Given exercise |
Copy each of the following rows without changing any character.

Data entries |
+--

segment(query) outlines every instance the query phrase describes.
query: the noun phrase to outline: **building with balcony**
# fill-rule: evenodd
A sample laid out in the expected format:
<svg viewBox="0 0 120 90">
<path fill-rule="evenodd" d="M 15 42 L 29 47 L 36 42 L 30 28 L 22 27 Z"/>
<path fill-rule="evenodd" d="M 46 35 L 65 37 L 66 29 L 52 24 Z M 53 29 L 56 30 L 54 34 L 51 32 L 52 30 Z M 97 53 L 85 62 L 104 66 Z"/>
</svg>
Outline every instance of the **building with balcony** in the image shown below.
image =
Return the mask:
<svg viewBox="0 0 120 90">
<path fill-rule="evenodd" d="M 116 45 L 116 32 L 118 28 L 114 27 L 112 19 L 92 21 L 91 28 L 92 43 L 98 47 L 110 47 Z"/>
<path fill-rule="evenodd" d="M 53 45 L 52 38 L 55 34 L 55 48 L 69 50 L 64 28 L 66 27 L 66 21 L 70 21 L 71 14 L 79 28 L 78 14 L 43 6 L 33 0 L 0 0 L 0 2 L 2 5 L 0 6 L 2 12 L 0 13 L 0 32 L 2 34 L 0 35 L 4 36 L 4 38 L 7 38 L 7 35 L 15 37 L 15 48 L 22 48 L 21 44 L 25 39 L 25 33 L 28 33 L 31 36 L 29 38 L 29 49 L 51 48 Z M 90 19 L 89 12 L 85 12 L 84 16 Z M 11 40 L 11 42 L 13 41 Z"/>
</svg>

+--

Exercise result |
segment(query) outlines every instance the query phrase describes.
query: the noun phrase to outline: **building with balcony**
# fill-rule: evenodd
A sample laid out in the expected format:
<svg viewBox="0 0 120 90">
<path fill-rule="evenodd" d="M 15 42 L 29 47 L 36 42 L 30 28 L 22 27 Z"/>
<path fill-rule="evenodd" d="M 46 35 L 65 37 L 66 29 L 52 24 Z M 53 29 L 56 30 L 54 34 L 51 32 L 52 30 Z M 97 53 L 85 62 L 104 66 Z"/>
</svg>
Outline every instance of the **building with balcony** in the image shown below.
image =
Return the mask:
<svg viewBox="0 0 120 90">
<path fill-rule="evenodd" d="M 116 45 L 116 32 L 118 28 L 114 27 L 112 19 L 92 21 L 91 28 L 92 43 L 98 47 L 110 47 Z"/>
<path fill-rule="evenodd" d="M 53 45 L 52 38 L 55 34 L 55 48 L 69 50 L 64 28 L 66 27 L 66 21 L 70 21 L 71 14 L 79 28 L 78 14 L 43 6 L 33 0 L 0 0 L 0 2 L 2 5 L 0 6 L 2 12 L 0 13 L 0 32 L 2 34 L 0 35 L 4 36 L 4 38 L 7 38 L 7 35 L 15 37 L 15 48 L 22 48 L 21 44 L 25 39 L 25 33 L 28 33 L 31 36 L 29 38 L 29 49 L 51 48 Z M 90 19 L 89 12 L 85 12 L 84 16 Z M 11 40 L 11 42 L 13 41 Z"/>
</svg>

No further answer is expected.